- [WORK ITEM] When copying the records below, keep every word as it is and drop the images.

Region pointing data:
----------------------------------------
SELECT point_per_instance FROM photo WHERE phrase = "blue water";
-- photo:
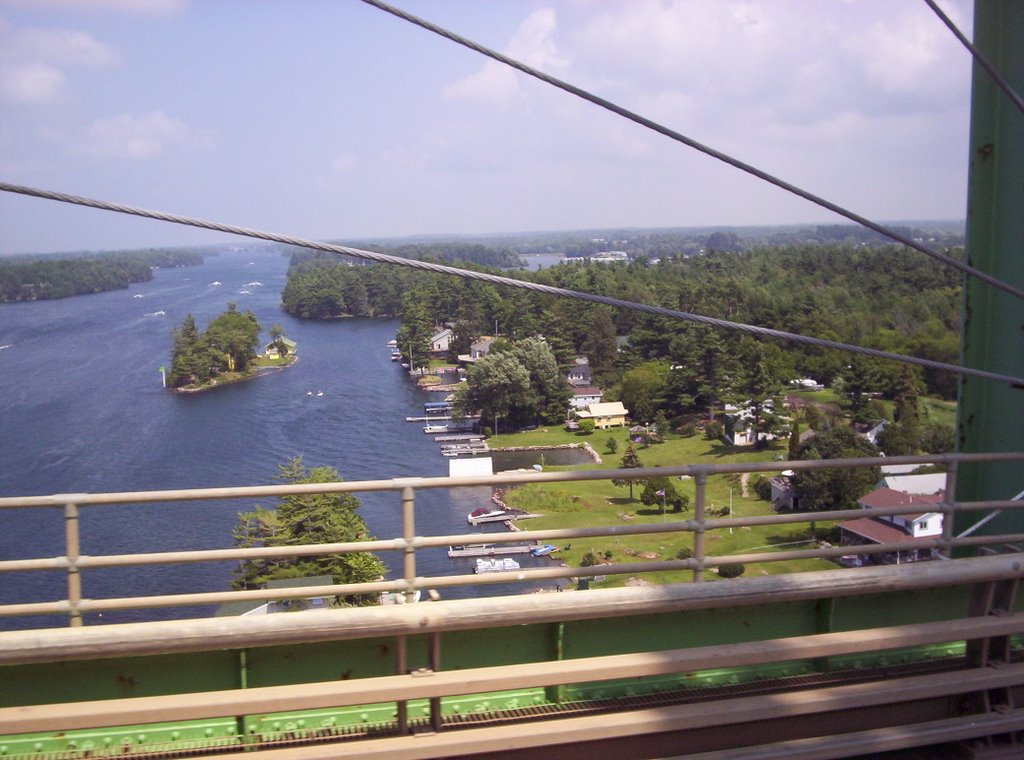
(82, 410)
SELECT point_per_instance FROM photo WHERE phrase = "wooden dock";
(489, 550)
(506, 517)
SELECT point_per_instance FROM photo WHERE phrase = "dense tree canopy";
(45, 278)
(229, 343)
(313, 518)
(835, 489)
(518, 383)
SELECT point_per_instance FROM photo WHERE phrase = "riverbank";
(599, 503)
(231, 378)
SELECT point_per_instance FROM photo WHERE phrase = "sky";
(332, 120)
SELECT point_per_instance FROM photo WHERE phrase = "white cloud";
(343, 163)
(31, 83)
(33, 61)
(58, 46)
(145, 136)
(532, 44)
(126, 6)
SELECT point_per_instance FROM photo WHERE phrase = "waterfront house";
(440, 341)
(915, 528)
(271, 350)
(610, 414)
(477, 349)
(584, 395)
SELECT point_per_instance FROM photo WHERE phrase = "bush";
(714, 431)
(762, 487)
(731, 571)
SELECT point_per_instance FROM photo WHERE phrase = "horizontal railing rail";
(73, 561)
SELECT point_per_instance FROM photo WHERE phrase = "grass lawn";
(598, 503)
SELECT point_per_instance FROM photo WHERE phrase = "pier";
(489, 550)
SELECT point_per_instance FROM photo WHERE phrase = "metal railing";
(73, 562)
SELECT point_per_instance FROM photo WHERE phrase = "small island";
(226, 352)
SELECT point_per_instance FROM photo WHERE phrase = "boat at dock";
(505, 564)
(482, 514)
(488, 550)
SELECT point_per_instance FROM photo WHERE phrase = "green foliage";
(714, 431)
(313, 518)
(731, 571)
(46, 277)
(662, 492)
(229, 343)
(519, 383)
(630, 461)
(835, 489)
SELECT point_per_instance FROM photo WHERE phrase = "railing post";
(73, 549)
(949, 510)
(698, 534)
(409, 556)
(409, 534)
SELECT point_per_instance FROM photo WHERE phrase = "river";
(82, 410)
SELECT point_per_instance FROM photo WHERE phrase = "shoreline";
(258, 372)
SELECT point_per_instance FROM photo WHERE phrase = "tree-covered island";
(227, 351)
(42, 278)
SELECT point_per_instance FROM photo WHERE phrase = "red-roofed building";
(897, 529)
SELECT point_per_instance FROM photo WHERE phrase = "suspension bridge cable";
(689, 141)
(979, 58)
(510, 282)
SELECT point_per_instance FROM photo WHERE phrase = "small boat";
(483, 513)
(505, 564)
(398, 597)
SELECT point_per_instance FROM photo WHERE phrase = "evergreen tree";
(630, 461)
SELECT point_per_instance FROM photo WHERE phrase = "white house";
(580, 374)
(584, 395)
(477, 349)
(441, 340)
(611, 414)
(897, 529)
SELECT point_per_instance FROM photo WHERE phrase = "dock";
(504, 517)
(489, 550)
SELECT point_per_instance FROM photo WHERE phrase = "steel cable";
(979, 58)
(510, 282)
(679, 137)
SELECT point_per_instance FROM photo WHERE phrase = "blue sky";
(330, 119)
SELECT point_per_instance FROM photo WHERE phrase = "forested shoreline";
(44, 278)
(883, 297)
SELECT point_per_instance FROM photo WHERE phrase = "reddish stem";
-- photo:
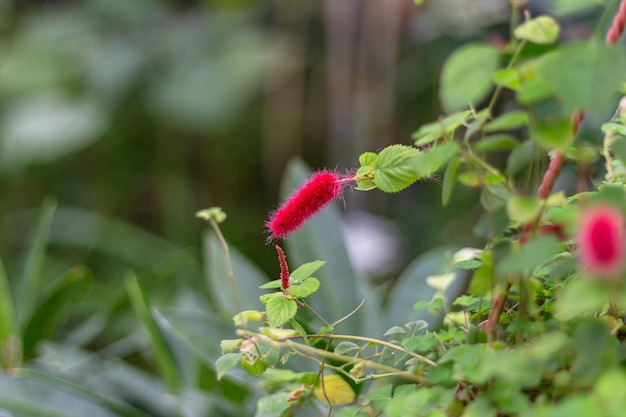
(284, 269)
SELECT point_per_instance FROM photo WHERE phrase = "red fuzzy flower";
(601, 241)
(322, 188)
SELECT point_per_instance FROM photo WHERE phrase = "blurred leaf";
(541, 30)
(570, 68)
(508, 121)
(531, 255)
(449, 180)
(24, 398)
(501, 142)
(335, 390)
(557, 133)
(7, 314)
(74, 287)
(48, 127)
(395, 168)
(341, 290)
(466, 76)
(28, 286)
(280, 310)
(248, 277)
(164, 357)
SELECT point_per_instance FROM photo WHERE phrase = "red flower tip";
(284, 268)
(322, 188)
(601, 241)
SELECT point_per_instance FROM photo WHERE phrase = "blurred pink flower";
(601, 240)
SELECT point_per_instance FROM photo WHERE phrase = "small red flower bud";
(322, 188)
(284, 269)
(601, 241)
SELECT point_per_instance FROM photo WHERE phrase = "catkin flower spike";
(322, 188)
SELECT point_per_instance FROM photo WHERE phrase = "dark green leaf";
(466, 76)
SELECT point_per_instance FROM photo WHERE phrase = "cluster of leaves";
(533, 335)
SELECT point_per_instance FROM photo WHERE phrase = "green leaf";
(585, 74)
(164, 357)
(28, 286)
(73, 288)
(226, 362)
(501, 142)
(523, 209)
(449, 180)
(306, 270)
(368, 159)
(531, 255)
(304, 288)
(557, 133)
(618, 148)
(443, 128)
(466, 76)
(581, 296)
(429, 162)
(395, 168)
(541, 30)
(214, 213)
(7, 316)
(280, 310)
(273, 405)
(508, 121)
(277, 283)
(24, 398)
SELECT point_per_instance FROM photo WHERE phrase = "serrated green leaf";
(395, 168)
(429, 162)
(230, 345)
(540, 30)
(277, 283)
(368, 159)
(306, 270)
(280, 310)
(253, 367)
(466, 76)
(449, 180)
(508, 121)
(431, 132)
(304, 288)
(346, 347)
(523, 209)
(226, 362)
(557, 133)
(501, 142)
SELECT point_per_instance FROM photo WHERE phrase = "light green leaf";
(529, 256)
(431, 132)
(585, 74)
(466, 76)
(395, 168)
(500, 142)
(541, 30)
(557, 133)
(429, 162)
(306, 270)
(449, 180)
(523, 209)
(226, 362)
(280, 310)
(304, 288)
(508, 121)
(368, 159)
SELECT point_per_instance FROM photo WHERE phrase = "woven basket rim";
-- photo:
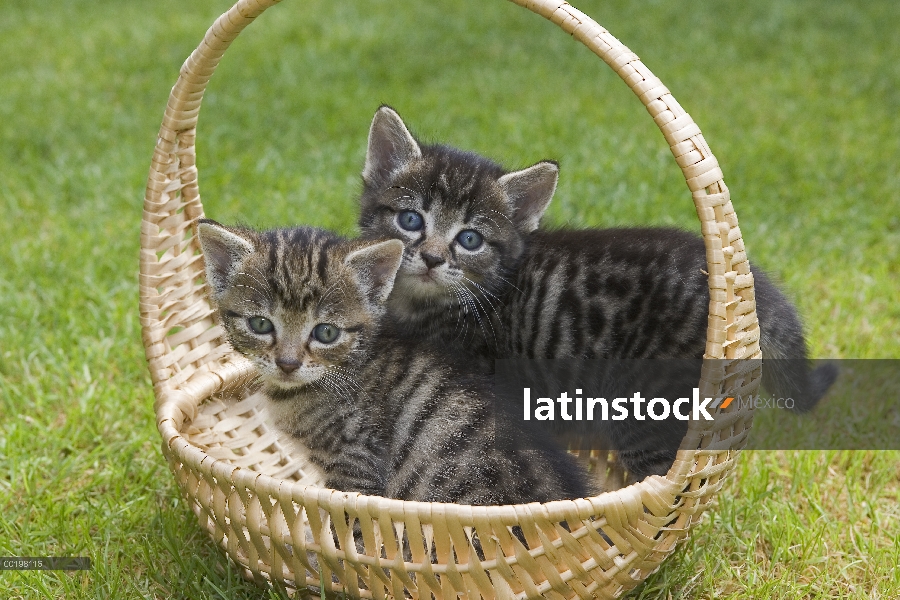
----------------------------------------
- [RESPONSE]
SELECT point_per_instance FROM photo WHERE phrase = "blue water";
-- photo:
(82, 410)
SELECT point_per_instance FROM photo WHERE phrase = "wooden dock";
(489, 550)
(506, 517)
SELECT point_per_instance FROM photo WHERE phrase = "dense tree canopy";
(45, 278)
(229, 343)
(313, 518)
(835, 489)
(518, 383)
SELECT point_per_instance FROM photo WHERE phrase = "riverbank";
(599, 503)
(231, 378)
SELECT point_per_instance FROM photo WHERE phrase = "sky";
(332, 120)
SELECT point_per_instance FROM photo WHERE phrase = "white cloud";
(343, 163)
(31, 83)
(33, 61)
(58, 46)
(145, 136)
(532, 44)
(126, 6)
SELECT point_per_instance FROM photo WHERE phrase = "waterfront house";
(440, 341)
(915, 528)
(271, 350)
(610, 414)
(477, 349)
(584, 395)
SELECT point_per_instance FROM photo WHERE phrase = "bush";
(714, 431)
(762, 487)
(731, 571)
SELECT point_per_instance FROM photo WHERE phrase = "horizontal railing rail";
(73, 561)
SELECT point_per_instance FROM photo WHERE phrase = "grass lawn";
(598, 503)
SELECT point_per_instance FROM photo WHERE phrase = "pier";
(489, 550)
SELECT point_per_instance FROM photo WHERE phrase = "metal railing";
(73, 562)
SELECT point_per_instance FROM photo WHERE phrase = "small island";
(226, 352)
SELECT point_per_instance FROM photo WHERE phrase = "boat at dock";
(505, 564)
(482, 514)
(488, 550)
SELECT point_per_instance FROM photo WHERE phrase = "green foliage";
(714, 431)
(313, 518)
(731, 571)
(46, 277)
(662, 492)
(229, 343)
(519, 383)
(630, 461)
(835, 489)
SELECT point_per_instance FROM photo WHERE phrase = "railing post";
(73, 549)
(949, 510)
(698, 534)
(409, 556)
(409, 534)
SELECT point_per_instance FROM photo WHERE phrase = "river";
(82, 410)
SELECT point_per_instance FROM photo WHERE phrase = "shoreline";
(258, 372)
SELECT point_per_instance FROM photo WHERE phrase = "tree-covered island";
(227, 351)
(42, 278)
SELECT point_per_instance FROM photo WHERE phrase = "red-roofed building";
(897, 529)
SELECT point_per_instance FROM photo WHERE phrase = "suspension bridge cable";
(689, 141)
(979, 58)
(510, 282)
SELECT point_per_instance FROM photo WHERE phrase = "small boat";
(483, 513)
(505, 564)
(398, 597)
SELECT point_per_instance FROM photo WHERE phrase = "evergreen tree";
(630, 461)
SELECT point_per_instance FROM photo WHERE phrase = "white house";
(580, 374)
(584, 395)
(477, 349)
(441, 340)
(611, 414)
(897, 529)
SELECT point_per_instance FROM photo WHERE phrase = "dock";
(504, 517)
(489, 550)
SELECT point_per_instance FROM photo WHERE phrase = "steel cable";
(979, 58)
(510, 282)
(679, 137)
SELECT point_per_instance FROM photo WHERE phrase = "blue sky";
(330, 119)
SELECT point_per_instance FROM photo WHERE phrase = "forested shoreline";
(44, 278)
(883, 297)
SELECT point_per_instance FROM photo WHERE phrase = "reddish stem";
-- photo:
(284, 269)
SELECT point_per_instance FROM photo WHERE phrase = "red fuzzy flower";
(601, 241)
(322, 188)
SELECT point_per_instance FROM photo WHERE phrase = "blurred leaf";
(541, 30)
(570, 68)
(508, 121)
(531, 255)
(449, 180)
(24, 398)
(501, 142)
(335, 390)
(557, 133)
(7, 314)
(74, 287)
(48, 127)
(395, 168)
(341, 290)
(466, 76)
(28, 286)
(280, 310)
(248, 277)
(164, 357)
SELECT point_per_instance FROM photo WHERE phrase = "red flower tip";
(284, 268)
(322, 188)
(601, 241)
SELECT point_per_instance FROM photo WHERE phrase = "blurred pink flower";
(601, 240)
SELECT point_per_instance FROM photo WHERE phrase = "small red flower bud";
(322, 188)
(284, 269)
(601, 241)
SELECT point_per_instance FROM photo WHERE phrase = "catkin flower spike";
(322, 188)
SELECT point_per_instance FROM photo WHERE phrase = "dark green leaf";
(466, 76)
SELECT point_per_instance FROM photo WHERE phrase = "cluster of leaves";
(533, 335)
SELECT point_per_instance FROM photo WHERE phrase = "green leaf";
(585, 74)
(164, 357)
(28, 286)
(73, 288)
(226, 362)
(501, 142)
(523, 209)
(449, 180)
(306, 270)
(368, 159)
(531, 255)
(304, 288)
(557, 133)
(618, 148)
(443, 128)
(466, 76)
(581, 296)
(429, 162)
(395, 168)
(541, 30)
(214, 213)
(7, 316)
(280, 310)
(273, 405)
(508, 121)
(277, 283)
(24, 398)
SELECT point_per_instance FROM photo WHERE phrase = "serrated green leaf";
(395, 168)
(429, 162)
(230, 345)
(540, 30)
(277, 283)
(368, 159)
(306, 270)
(280, 310)
(253, 367)
(466, 76)
(449, 180)
(508, 121)
(431, 132)
(304, 288)
(346, 347)
(523, 209)
(226, 362)
(557, 133)
(501, 142)
SELECT point_per_instance FROM photo WHERE phrase = "light green leaf";
(529, 256)
(431, 132)
(585, 74)
(466, 76)
(395, 168)
(500, 142)
(541, 30)
(557, 133)
(429, 162)
(306, 270)
(449, 180)
(523, 209)
(226, 362)
(280, 310)
(304, 288)
(508, 121)
(368, 159)
SELECT point_per_instance FROM photo WHERE phrase = "woven basket rim";
-- photo:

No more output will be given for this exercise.